### What you should do:
Produce an exact transcript of all the records.

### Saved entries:
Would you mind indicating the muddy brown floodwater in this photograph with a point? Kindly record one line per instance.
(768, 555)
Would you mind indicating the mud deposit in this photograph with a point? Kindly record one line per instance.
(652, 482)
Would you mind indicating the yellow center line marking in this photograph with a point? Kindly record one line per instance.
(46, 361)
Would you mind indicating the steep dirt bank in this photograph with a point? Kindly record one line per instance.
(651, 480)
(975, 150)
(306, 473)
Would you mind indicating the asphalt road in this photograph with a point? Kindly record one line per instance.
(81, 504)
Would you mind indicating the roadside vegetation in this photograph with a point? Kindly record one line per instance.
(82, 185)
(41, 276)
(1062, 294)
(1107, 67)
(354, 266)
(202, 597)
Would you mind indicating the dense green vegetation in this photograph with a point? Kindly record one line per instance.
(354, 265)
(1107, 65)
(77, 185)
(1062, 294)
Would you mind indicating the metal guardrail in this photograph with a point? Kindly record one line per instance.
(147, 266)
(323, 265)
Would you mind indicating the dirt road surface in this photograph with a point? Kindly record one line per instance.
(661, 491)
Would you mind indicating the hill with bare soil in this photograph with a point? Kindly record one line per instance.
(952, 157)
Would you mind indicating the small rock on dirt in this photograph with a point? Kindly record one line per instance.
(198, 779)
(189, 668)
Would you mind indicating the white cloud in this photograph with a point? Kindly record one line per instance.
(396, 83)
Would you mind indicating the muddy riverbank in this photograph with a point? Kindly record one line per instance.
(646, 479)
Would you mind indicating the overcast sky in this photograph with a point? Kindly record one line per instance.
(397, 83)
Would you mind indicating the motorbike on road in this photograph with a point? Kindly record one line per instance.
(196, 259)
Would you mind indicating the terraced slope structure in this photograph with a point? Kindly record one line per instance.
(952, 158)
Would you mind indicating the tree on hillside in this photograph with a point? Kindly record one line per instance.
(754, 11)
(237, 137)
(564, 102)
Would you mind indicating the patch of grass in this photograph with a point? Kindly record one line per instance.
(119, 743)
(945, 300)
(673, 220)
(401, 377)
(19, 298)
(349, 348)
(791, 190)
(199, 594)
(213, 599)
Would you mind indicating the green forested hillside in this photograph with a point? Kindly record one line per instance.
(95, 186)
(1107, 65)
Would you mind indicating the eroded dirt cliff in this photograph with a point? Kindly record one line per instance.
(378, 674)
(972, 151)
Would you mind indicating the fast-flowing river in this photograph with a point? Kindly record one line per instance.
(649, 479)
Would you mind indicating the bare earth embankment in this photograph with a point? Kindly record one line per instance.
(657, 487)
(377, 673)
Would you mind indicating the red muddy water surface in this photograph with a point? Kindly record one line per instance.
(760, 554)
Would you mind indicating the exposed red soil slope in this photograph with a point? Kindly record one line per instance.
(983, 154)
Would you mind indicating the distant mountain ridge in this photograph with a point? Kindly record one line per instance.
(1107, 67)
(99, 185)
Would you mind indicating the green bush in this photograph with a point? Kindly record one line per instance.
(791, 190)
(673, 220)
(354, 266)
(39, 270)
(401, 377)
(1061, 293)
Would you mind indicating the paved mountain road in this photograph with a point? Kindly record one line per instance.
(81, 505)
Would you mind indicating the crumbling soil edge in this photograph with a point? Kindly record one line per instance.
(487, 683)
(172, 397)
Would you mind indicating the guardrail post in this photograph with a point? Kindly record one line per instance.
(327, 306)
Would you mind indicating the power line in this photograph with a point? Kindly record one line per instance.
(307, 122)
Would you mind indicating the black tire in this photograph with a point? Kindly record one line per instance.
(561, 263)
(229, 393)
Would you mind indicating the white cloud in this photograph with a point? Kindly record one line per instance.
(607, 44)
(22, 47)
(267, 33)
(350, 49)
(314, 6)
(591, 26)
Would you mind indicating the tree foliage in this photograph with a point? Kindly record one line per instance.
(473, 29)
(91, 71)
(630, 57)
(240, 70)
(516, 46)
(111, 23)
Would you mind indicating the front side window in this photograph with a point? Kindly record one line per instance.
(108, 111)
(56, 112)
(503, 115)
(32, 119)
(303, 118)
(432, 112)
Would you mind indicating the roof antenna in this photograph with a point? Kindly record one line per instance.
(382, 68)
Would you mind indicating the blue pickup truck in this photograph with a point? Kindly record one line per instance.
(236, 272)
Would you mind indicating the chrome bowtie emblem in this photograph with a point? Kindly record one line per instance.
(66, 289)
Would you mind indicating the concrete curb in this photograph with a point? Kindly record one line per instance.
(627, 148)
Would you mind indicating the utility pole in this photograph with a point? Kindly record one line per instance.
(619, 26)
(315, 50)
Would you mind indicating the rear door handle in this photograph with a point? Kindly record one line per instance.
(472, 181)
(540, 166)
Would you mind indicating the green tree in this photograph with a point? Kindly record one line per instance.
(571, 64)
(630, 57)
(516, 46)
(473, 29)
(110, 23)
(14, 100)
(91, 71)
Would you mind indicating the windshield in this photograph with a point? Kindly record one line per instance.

### Task result:
Would you mind indicating the muddy brown floodwater in this photograph with a point? Kindly record one line per instance.
(768, 555)
Would you mind indicating the mud deposit in this photograph with a point? Kindly record one line per instance.
(652, 482)
Would you mind indicating the yellow center line marking in this photograph with a point? Kindly record one line per instance.
(46, 361)
Would you mind indicating the steep dirt bank in this photograph with a point? Kindly record one line per instance.
(651, 480)
(975, 150)
(306, 473)
Would you mind indicating the asphalt road in this photograph with a point? Kindly record one line per instance.
(81, 504)
Would you mind indicating the roadside vegetation in this photograph with a point? Kindly record one line per instance.
(82, 185)
(41, 276)
(1062, 294)
(1107, 67)
(354, 266)
(202, 597)
Would you mind indicating the dense green vegetation in this photograph with a point? Kindly record one line per instance.
(354, 265)
(1107, 65)
(77, 185)
(1062, 294)
Would you mind indicating the metal guardrail in this photograph with a point? Kindly record one line per instance.
(147, 266)
(323, 265)
Would you mind indicating the dirt road surface in this photograph with a point? Kindly record one line per instance.
(661, 491)
Would you mind indicating the hill with bare soil in this photograph with a point? Kindly record one line per instance.
(952, 157)
Would you mind indicating the small rock on dirt in this photograph with a point? Kindly record one line per instance.
(198, 779)
(189, 668)
Would you mind indicating the white cloud in this photograph with a point? Kindly record one line per instance.
(396, 83)
Would you mind indicating the muddy riverbank in this photograph with a point? Kindly record one line per instance.
(646, 479)
Would you mind indicating the overcast sky in this photograph with a point? Kindly record one line per instance.
(397, 83)
Would you mind indicating the motorbike on road in this photograph with a point? Kindly record one line per instance.
(196, 259)
Would you mind indicating the terraced slope structure in this photograph with a point? Kindly record one line per instance.
(952, 158)
Would you mind indicating the tree on hillside in this photograph with a point? Kindly record one line per instance.
(754, 11)
(237, 137)
(564, 102)
Would you mind indicating the patch of grass in this photograph with a point? Kindly record one line per instance.
(119, 743)
(945, 300)
(673, 220)
(401, 377)
(19, 298)
(349, 348)
(791, 190)
(199, 594)
(213, 599)
Would you mind indicating the green forested hillside in this photograph with a point? Kindly record one line per instance.
(95, 186)
(1107, 65)
Would you mind indicating the eroded dirt cliff in this photograph with a point? Kindly record one line per instance.
(378, 674)
(972, 151)
Would you mind indicating the fast-flowing river in this photograph with a point? Kindly record one line per instance.
(649, 479)
Would you mind indicating the bare earth embankment in this photograph with a point? Kindly record one line per instance.
(657, 487)
(377, 673)
Would you mind indicating the red muddy water surface in this photograph with a point? Kindly record one line per instance.
(760, 554)
Would you mind indicating the exposed red soil slope in this photograph with a point? Kindly record one line per instance.
(983, 154)
Would you mind indicating the distant mountain ridge in this photograph with a point? Kindly record one line per instance.
(1107, 67)
(99, 185)
Would you mind indicating the green bush in this photograph with a point? Kindly record one line per instance.
(791, 190)
(673, 220)
(354, 266)
(39, 270)
(401, 377)
(1061, 293)
Would you mind indicating the paved mountain road in this photograph with a point? Kindly record one line per instance.
(81, 505)
Would you mind indicating the crumbling soil edge in this photograph with a point? Kindly record one line per instance.
(487, 683)
(172, 397)
Would you mind indicating the guardrail post in this photograph with a point? Kindly record one line per instance.
(327, 306)
Would you mind indicating the power line in this photograph with a point? Kindly record one line per instance.
(307, 122)
Would you mind indicating the black tire in this photograph with a point? Kindly record one line per instance.
(561, 263)
(229, 393)
Would you mind indicating the white cloud in this photograph with a point? Kindly record one line per instance.
(607, 44)
(22, 47)
(267, 33)
(350, 49)
(314, 6)
(591, 26)
Would you mind indicating the tree foliage in this photograph with a point? Kindly record one line per instance.
(473, 29)
(91, 71)
(630, 57)
(240, 70)
(516, 46)
(111, 23)
Would you mind indicating the front side window in this photograph with a point? Kindly record one line per instance.
(108, 111)
(56, 112)
(503, 115)
(32, 119)
(303, 118)
(432, 112)
Would you mind indicating the roof antenna in this photograph with a point? Kindly record one line per instance.
(382, 68)
Would you mind indicating the blue pickup truck in this photograph with a point? Kindly record one line per instance.
(236, 272)
Would you mind indicating the chrome bowtie emblem in this photograph with a point? Kindly record one line per instance.
(66, 289)
Would you mind indicating the concrete curb in this photograph with a point? Kindly record one line per instance.
(627, 148)
Would you mind indicating the utility pole in this photograph with a point? Kindly record one line per instance.
(619, 26)
(315, 50)
Would you mind indicating the rear door handle in this photograph with a point? Kindly record one line per instance.
(472, 181)
(540, 166)
Would you mind indicating the green tree in this photograph with a point? Kindly record one line per instance.
(571, 64)
(630, 57)
(516, 46)
(473, 29)
(110, 23)
(14, 100)
(91, 71)
Would you mind indicating the windshield in this photograph with a point? Kindly record one line per instance.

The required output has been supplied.